== SUPPLIED RECORDS ==

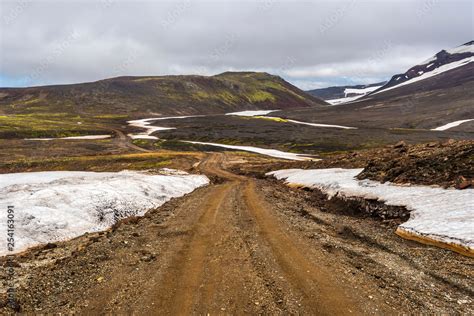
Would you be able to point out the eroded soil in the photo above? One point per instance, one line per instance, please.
(244, 245)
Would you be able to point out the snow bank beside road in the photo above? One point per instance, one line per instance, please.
(445, 216)
(59, 205)
(263, 151)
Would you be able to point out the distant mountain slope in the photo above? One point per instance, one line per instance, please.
(338, 92)
(440, 63)
(165, 95)
(442, 94)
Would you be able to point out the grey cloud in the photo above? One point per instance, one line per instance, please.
(307, 42)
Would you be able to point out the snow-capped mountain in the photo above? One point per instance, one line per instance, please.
(443, 61)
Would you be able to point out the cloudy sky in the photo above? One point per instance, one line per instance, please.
(310, 43)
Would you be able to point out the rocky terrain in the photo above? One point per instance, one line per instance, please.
(448, 164)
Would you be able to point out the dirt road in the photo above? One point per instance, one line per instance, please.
(228, 248)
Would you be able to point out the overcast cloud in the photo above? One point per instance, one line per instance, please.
(310, 43)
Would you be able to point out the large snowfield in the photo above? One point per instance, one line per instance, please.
(59, 205)
(444, 215)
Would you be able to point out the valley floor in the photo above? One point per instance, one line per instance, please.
(244, 245)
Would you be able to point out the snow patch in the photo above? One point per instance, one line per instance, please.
(145, 124)
(252, 113)
(343, 100)
(74, 137)
(315, 124)
(450, 125)
(267, 152)
(445, 215)
(60, 205)
(362, 91)
(432, 73)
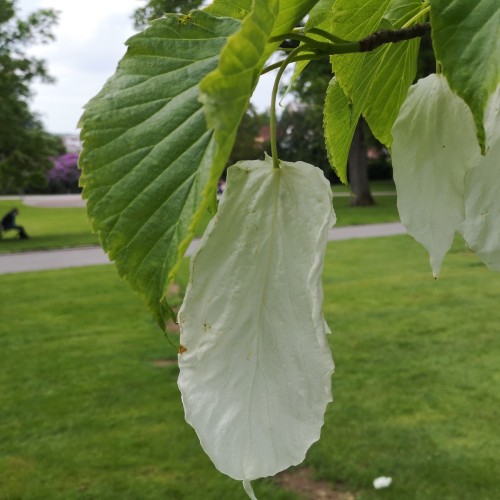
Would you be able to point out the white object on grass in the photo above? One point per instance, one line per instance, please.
(382, 482)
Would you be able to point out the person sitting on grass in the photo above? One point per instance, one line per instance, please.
(9, 222)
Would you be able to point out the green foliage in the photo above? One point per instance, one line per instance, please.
(375, 83)
(25, 147)
(153, 9)
(158, 136)
(467, 44)
(148, 151)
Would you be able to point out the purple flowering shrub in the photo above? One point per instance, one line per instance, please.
(63, 177)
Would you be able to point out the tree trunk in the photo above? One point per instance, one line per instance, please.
(358, 170)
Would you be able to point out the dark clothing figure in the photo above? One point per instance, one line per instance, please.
(9, 222)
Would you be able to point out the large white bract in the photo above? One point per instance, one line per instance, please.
(255, 366)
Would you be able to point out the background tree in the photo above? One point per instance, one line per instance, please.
(306, 121)
(252, 138)
(25, 147)
(156, 8)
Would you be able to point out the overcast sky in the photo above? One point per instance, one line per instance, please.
(89, 43)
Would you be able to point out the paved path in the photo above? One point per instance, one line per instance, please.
(90, 256)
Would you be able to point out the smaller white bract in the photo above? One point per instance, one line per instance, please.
(255, 367)
(443, 183)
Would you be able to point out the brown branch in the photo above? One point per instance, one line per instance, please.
(382, 37)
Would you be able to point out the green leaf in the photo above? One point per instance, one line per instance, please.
(340, 120)
(377, 82)
(255, 368)
(466, 39)
(147, 150)
(227, 90)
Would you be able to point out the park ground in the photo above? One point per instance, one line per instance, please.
(89, 407)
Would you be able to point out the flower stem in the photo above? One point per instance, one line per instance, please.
(274, 96)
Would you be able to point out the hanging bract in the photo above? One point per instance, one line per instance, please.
(255, 366)
(444, 184)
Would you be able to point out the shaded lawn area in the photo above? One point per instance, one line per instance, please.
(86, 413)
(47, 228)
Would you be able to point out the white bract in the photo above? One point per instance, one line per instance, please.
(434, 145)
(255, 366)
(481, 229)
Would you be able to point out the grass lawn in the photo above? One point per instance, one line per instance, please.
(88, 412)
(47, 228)
(69, 227)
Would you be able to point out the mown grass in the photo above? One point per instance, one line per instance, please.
(50, 228)
(86, 413)
(47, 227)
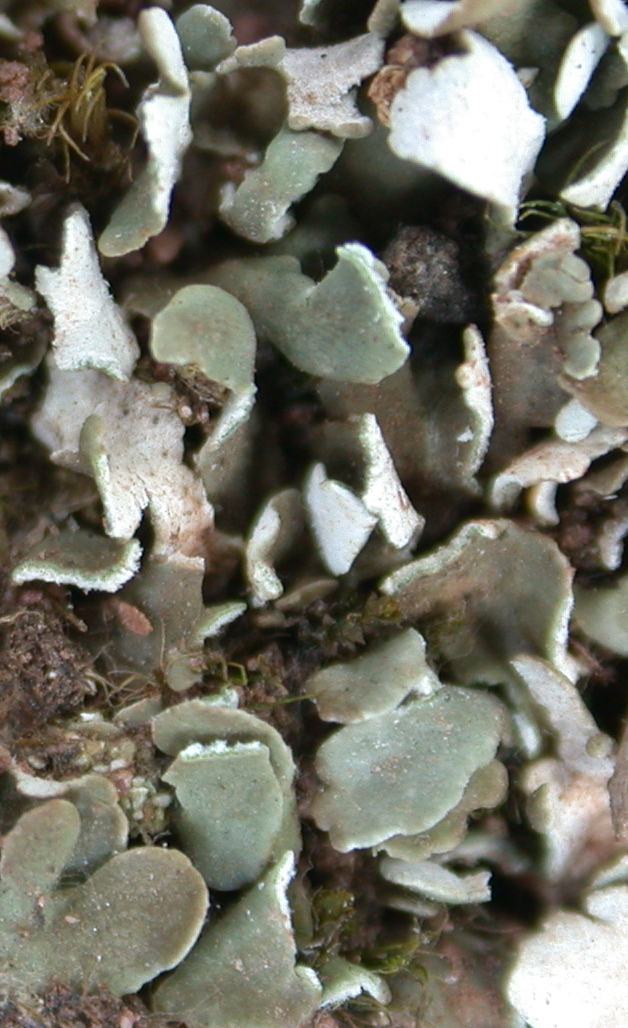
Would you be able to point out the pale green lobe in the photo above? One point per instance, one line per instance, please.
(201, 722)
(436, 882)
(375, 683)
(602, 614)
(258, 208)
(147, 904)
(480, 594)
(486, 788)
(80, 558)
(243, 973)
(229, 810)
(206, 328)
(344, 327)
(163, 115)
(134, 918)
(206, 37)
(104, 829)
(395, 773)
(34, 854)
(343, 981)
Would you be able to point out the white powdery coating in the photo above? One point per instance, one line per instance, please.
(272, 534)
(163, 116)
(579, 62)
(468, 118)
(612, 14)
(573, 973)
(127, 437)
(474, 378)
(435, 17)
(89, 328)
(596, 187)
(556, 461)
(383, 494)
(321, 81)
(340, 522)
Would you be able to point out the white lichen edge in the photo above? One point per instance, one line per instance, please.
(89, 328)
(468, 118)
(163, 115)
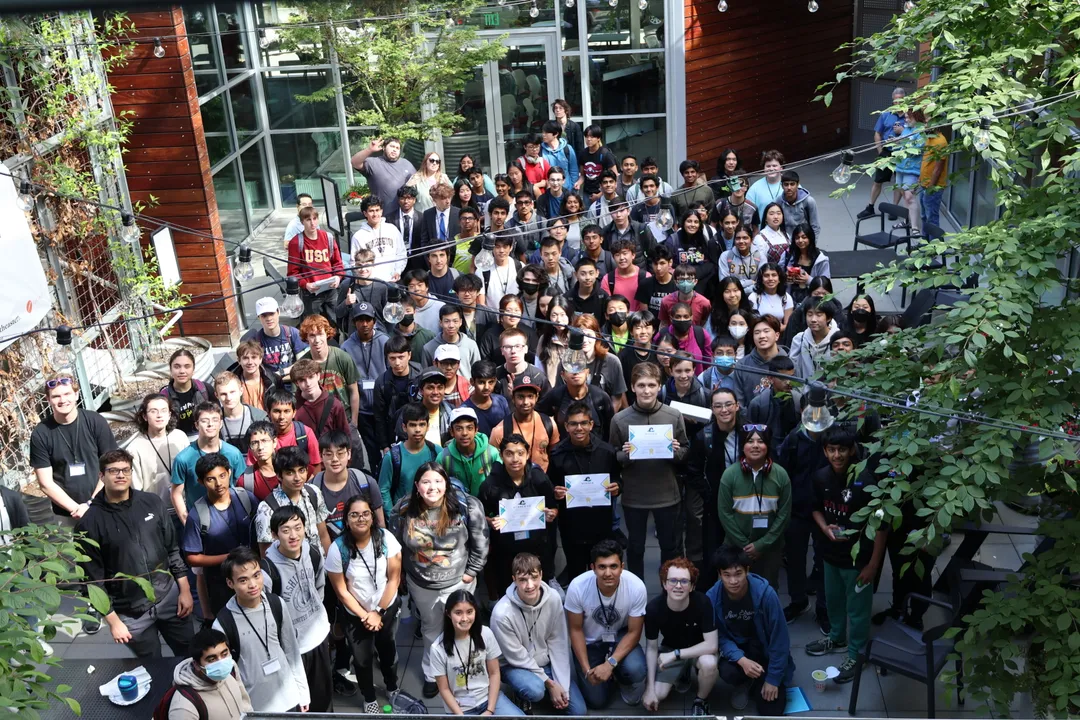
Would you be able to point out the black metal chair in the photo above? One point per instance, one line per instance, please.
(917, 654)
(883, 239)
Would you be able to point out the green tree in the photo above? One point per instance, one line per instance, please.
(399, 76)
(1011, 349)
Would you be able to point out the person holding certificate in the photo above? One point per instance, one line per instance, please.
(517, 492)
(648, 474)
(579, 456)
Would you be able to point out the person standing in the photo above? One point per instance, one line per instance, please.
(129, 531)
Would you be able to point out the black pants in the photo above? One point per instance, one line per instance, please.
(365, 643)
(316, 666)
(732, 675)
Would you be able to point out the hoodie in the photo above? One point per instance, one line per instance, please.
(471, 471)
(771, 630)
(370, 364)
(804, 209)
(280, 691)
(437, 561)
(532, 637)
(225, 700)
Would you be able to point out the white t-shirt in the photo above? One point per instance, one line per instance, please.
(470, 688)
(358, 575)
(606, 615)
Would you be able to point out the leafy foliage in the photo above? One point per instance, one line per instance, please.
(394, 70)
(1010, 349)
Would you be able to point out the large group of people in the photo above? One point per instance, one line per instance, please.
(359, 466)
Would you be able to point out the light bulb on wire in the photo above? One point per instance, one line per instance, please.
(244, 271)
(293, 306)
(842, 173)
(982, 139)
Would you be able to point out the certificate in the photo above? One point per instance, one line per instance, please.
(651, 443)
(588, 490)
(523, 514)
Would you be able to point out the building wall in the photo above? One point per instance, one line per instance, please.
(165, 157)
(752, 73)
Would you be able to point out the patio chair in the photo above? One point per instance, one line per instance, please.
(917, 654)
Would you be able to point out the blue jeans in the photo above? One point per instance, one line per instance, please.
(502, 706)
(528, 685)
(631, 671)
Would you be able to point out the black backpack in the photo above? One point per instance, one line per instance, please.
(228, 624)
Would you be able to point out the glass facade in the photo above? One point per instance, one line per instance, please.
(266, 146)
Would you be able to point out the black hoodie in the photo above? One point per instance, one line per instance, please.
(133, 537)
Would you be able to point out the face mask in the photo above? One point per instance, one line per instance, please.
(220, 669)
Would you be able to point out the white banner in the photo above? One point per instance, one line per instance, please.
(24, 291)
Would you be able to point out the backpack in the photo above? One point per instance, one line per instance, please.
(395, 463)
(229, 624)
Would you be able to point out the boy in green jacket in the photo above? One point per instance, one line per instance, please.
(755, 503)
(468, 457)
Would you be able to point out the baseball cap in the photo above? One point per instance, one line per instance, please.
(363, 310)
(265, 304)
(457, 413)
(447, 352)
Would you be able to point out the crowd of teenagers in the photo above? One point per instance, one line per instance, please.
(351, 470)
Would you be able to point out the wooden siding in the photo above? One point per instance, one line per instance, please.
(753, 72)
(165, 157)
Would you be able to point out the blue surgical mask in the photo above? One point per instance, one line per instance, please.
(220, 669)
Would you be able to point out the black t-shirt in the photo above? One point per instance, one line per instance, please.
(594, 163)
(63, 447)
(838, 500)
(679, 629)
(650, 291)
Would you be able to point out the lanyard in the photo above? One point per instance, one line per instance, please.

== THE REQUEST ==
Reproduce, word for word, only the lines from the one that contains "Would you be able to point out the face" through the final line.

== RESPONSE FOR THIS EXERCISE ==
Would you be able to point out the face mask in the photo above? One point per instance, one line per instance, please.
(220, 669)
Would you be able to point out the white banner in the photo above? One point per instance, one line per instance, please.
(24, 291)
Would you be able to point out the backpack in the photo above? One point per instance, one line per instance, please.
(395, 463)
(229, 624)
Would you be able to point out the boy in green jacket in the photo above? One point per instance, one line per instance, please.
(755, 503)
(468, 457)
Would you be able to point out the baseball cap in the photo above? One point per instance, one line per instance, please.
(363, 310)
(265, 304)
(457, 413)
(447, 352)
Would you be able to point out the crowd of teenagers in the photo above? One point per instance, one line per instance, please.
(351, 470)
Would you be able to point out the wooden siding in the photo above? One point per instance, one line per instance, please.
(753, 72)
(165, 157)
Would you be able to point out the blue surgical mask in the photo above? One point per instance, one line per instance, please.
(220, 669)
Would you be able to point out the black t-shirt in the photo above? One point per instance, one line per instance, please.
(594, 163)
(63, 447)
(838, 500)
(679, 629)
(650, 291)
Would you be able to point out the lanyard in the photo above? One point per instance, one line per instance, please.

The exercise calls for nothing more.